-- Supplied material start --

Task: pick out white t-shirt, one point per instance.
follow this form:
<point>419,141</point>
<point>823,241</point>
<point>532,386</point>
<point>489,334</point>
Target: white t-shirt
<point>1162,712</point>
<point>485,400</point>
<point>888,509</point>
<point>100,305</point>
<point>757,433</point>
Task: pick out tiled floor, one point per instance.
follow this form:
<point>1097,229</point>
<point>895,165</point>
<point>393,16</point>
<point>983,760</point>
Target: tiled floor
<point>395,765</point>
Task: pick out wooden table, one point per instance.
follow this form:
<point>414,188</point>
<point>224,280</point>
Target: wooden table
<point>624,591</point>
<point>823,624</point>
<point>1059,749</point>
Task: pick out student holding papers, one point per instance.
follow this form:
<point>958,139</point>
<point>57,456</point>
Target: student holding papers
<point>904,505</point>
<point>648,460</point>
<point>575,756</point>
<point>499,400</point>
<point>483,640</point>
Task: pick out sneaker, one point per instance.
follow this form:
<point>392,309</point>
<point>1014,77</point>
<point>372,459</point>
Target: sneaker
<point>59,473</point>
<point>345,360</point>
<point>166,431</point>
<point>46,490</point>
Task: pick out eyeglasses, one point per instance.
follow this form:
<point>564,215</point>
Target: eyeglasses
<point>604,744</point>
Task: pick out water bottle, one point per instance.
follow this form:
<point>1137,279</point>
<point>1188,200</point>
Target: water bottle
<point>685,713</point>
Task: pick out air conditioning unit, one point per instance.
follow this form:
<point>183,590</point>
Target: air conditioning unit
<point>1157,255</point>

-- Supplied material end --

Reproduce all of the rows above, changing "pick out" to "mark" each time it occurs and leaving everything else unchanged.

Exercise solution
Task: mark white t-shirt, one point per instance.
follow this form:
<point>419,141</point>
<point>823,241</point>
<point>532,386</point>
<point>489,334</point>
Target: white t-shirt
<point>1162,712</point>
<point>485,400</point>
<point>888,509</point>
<point>100,305</point>
<point>757,433</point>
Task: mark tiled floor, one point per instance.
follow this form:
<point>1097,229</point>
<point>895,165</point>
<point>393,16</point>
<point>983,760</point>
Target: tiled floor
<point>395,765</point>
Task: mark wooden table, one point per instance.
follow this form:
<point>414,188</point>
<point>224,280</point>
Target: wooden table
<point>624,591</point>
<point>823,624</point>
<point>1059,749</point>
Task: mark student holding papers, one point per instance.
follow this form:
<point>958,139</point>
<point>57,456</point>
Target: student holding papers
<point>904,505</point>
<point>648,460</point>
<point>575,756</point>
<point>499,400</point>
<point>483,640</point>
Task: mark sneaker, one point per instance.
follow this form:
<point>392,309</point>
<point>1014,77</point>
<point>372,459</point>
Target: sneaker
<point>59,473</point>
<point>345,360</point>
<point>166,431</point>
<point>46,490</point>
Task: mark eyeglasses, one point per instance.
follow this form:
<point>564,215</point>
Target: eyeglasses
<point>604,744</point>
Task: mark water bottle, one point per instance.
follow this form:
<point>1137,279</point>
<point>1188,200</point>
Target: water bottle
<point>685,713</point>
Task: mark air conditioning unit, one point per instance.
follow this form:
<point>183,590</point>
Target: air conditioning unit
<point>1157,255</point>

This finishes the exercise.